Top of Working data
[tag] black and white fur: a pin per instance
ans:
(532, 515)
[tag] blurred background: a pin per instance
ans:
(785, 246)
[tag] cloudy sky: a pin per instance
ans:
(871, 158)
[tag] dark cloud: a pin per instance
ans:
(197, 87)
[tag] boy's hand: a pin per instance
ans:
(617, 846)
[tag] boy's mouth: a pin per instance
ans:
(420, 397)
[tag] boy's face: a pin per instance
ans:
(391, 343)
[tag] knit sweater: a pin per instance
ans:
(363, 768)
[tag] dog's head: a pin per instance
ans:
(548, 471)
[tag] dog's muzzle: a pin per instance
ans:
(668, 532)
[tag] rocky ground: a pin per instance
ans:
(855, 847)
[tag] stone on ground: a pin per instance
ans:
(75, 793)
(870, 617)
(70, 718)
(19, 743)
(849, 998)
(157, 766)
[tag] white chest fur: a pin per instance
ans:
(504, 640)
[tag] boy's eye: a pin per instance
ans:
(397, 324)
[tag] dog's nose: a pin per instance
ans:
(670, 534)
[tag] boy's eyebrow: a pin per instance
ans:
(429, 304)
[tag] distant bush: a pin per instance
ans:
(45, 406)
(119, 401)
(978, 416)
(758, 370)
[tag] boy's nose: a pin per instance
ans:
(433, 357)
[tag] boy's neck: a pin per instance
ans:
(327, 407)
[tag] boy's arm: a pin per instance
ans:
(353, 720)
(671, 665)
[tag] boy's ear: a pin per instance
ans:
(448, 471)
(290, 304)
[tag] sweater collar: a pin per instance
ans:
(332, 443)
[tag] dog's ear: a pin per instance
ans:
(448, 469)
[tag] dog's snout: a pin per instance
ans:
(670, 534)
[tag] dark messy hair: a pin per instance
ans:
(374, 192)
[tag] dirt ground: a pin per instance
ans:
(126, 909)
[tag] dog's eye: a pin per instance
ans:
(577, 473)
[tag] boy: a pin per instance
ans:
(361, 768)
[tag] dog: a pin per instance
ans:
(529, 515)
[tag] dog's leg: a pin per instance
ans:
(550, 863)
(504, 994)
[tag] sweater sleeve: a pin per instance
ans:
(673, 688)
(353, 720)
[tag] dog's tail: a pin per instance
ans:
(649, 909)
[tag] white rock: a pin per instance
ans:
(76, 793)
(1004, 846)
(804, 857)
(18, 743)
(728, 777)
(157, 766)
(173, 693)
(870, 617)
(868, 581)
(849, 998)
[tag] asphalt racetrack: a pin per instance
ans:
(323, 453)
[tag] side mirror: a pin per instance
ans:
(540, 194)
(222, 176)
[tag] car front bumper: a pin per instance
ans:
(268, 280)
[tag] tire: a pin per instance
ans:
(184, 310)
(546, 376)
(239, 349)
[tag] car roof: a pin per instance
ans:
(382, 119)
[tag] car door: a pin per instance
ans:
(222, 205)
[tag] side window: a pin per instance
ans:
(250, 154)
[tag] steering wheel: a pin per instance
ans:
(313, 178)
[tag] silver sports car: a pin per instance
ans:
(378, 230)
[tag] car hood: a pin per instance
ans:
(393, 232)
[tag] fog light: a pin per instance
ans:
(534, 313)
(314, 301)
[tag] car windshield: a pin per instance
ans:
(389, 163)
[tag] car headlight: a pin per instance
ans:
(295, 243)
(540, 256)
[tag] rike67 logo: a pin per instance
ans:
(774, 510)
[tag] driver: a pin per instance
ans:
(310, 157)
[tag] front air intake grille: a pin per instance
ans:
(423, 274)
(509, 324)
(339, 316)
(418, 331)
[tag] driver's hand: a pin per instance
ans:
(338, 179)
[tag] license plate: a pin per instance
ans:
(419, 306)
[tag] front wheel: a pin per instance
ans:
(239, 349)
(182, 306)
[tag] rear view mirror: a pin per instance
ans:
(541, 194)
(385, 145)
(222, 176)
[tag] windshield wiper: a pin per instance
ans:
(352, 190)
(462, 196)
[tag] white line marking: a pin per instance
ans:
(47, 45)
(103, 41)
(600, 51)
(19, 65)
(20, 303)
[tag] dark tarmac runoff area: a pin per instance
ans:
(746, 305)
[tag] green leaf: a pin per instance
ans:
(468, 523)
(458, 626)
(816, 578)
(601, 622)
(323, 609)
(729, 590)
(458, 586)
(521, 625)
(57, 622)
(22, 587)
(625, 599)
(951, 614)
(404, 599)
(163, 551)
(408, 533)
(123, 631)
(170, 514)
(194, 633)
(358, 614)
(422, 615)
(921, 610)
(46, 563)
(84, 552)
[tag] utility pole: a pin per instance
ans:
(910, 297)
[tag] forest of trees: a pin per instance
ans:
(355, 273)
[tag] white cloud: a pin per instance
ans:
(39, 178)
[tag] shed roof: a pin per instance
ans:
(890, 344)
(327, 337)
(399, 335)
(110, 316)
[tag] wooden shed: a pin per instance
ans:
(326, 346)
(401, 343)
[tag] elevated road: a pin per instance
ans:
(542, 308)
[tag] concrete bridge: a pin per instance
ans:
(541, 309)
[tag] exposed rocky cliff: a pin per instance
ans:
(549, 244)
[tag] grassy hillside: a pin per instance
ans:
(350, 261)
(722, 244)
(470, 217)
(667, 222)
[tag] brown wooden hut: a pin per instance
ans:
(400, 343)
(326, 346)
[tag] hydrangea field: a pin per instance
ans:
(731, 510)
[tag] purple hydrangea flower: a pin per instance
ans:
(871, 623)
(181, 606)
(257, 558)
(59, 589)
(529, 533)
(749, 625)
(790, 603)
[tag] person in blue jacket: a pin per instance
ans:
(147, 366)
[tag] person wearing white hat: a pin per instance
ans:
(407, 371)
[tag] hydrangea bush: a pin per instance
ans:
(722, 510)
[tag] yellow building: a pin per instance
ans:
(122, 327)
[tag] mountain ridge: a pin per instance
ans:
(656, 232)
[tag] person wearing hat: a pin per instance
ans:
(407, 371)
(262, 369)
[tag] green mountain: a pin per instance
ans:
Bottom of Working data
▶ **Task goal**
Looking over the entries above, how many lines contain the string "person"? State the number and nothing else.

▶ **Problem solution**
3